▸ **CONSIGNE 1**
Traduisez en anglais, s'il vous plaît, cette phrase de la source : « Il n’est pas d’exemple d’une conquête aussi vaste et aussi rapide ; quatre siècles ont suffi pour imposer à l’univers entier l’usage de cette plante, et les revenus qu’en tirent les gouvernemens dépassent, en une seule année, le montant des tributs que l’Espagne levait sur le Nouveau Monde. »
▸ **CONSIGNE 2**
Mettez à jour toutes les entrées en remplaçant « record the position » par « give the coordinates », sans rien modifier d'autre. Omettez les images dans votre réponse.

▸ **SOURCE**

------------------------

Il n’eût pas été de mise ; depuis 1885, la production s’est relevée ; elle atteint près de 700000 tonnes, le chiffre de 1878, et l’avenir réservait, d’autre part, d’amples compensations à Cuba. Le tabac, dont l’usage étonnait si fort les compagnons de Christophe Colomb, a soumis à son empire l’Europe, l’Asie, l’Afrique, l’Amérique et l’Océanie, le monde chrétien et le monde musulman, les nations les plus civilisées et les tribus les plus barbares. Il n’est pas d’exemple d’une conquête aussi vaste et aussi rapide ; quatre siècles ont suffi pour imposer à l’univers entier l’usage de cette plante, et les revenus qu’en tirent les gouvernemens dépassent, en une seule année, le montant des tributs que l’Espagne levait sur le Nouveau Monde.

------------------------

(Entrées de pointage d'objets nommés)
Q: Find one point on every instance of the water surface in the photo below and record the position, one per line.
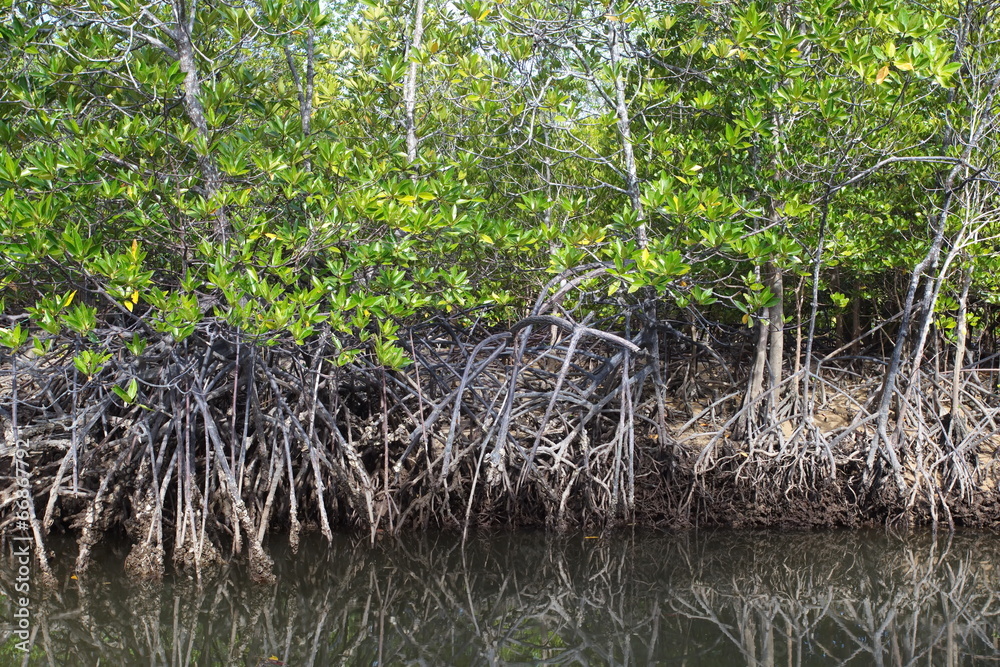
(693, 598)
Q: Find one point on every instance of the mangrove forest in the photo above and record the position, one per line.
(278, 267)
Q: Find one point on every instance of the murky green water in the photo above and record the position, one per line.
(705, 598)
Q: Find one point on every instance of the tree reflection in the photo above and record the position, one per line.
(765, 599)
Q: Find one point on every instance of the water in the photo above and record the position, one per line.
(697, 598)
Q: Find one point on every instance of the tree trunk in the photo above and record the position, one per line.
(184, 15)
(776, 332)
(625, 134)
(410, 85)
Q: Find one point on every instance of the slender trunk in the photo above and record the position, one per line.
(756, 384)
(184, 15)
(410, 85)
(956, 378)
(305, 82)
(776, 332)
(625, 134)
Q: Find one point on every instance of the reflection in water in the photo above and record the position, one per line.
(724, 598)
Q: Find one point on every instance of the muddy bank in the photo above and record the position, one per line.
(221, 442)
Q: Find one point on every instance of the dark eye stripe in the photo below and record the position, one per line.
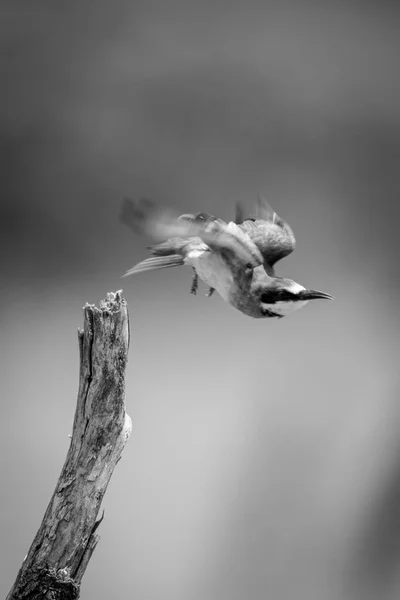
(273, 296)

------------------------

▸ **CORRIGÉ 1**
There is no example of a conquest so vast and so rapid; four centuries were enough to impose the use of this plant on the entire world, and the revenues that governments draw from it exceed, in a single year, the amount of the tributes that Spain levied on the New World.

▸ **CORRIGÉ 2**
Q: Find one point on every instance of the water surface in the photo below and give the coordinates, one per line.
(693, 598)
Q: Find one point on every instance of the mangrove forest in the photo above and give the coordinates, one per line.
(278, 267)
Q: Find one point on every instance of the murky green water in the photo above and give the coordinates, one per line.
(705, 598)
Q: Find one point on every instance of the tree reflection in the photo above and give the coordinates, one per line.
(765, 599)
Q: Find one point on every instance of the water in the photo above and give the coordinates, one per line.
(697, 598)
Q: Find one point on every instance of the tree trunk in the photo above and give the coordinates, one per line.
(184, 15)
(776, 332)
(625, 134)
(410, 85)
Q: Find one point on every instance of the slender trunk in the photo above and give the coordinates, one per line.
(756, 384)
(184, 15)
(410, 85)
(956, 378)
(305, 82)
(776, 332)
(625, 134)
Q: Find one point on every instance of the reflection in water in the photo above and give the coordinates, one per line.
(724, 598)
Q: Find one point on every instance of the muddy bank in the photo above and give the coordinates, one per line.
(221, 442)
Q: Find one point on every instance of the dark eye stripe in the photo below and give the coordinates, one per line.
(273, 296)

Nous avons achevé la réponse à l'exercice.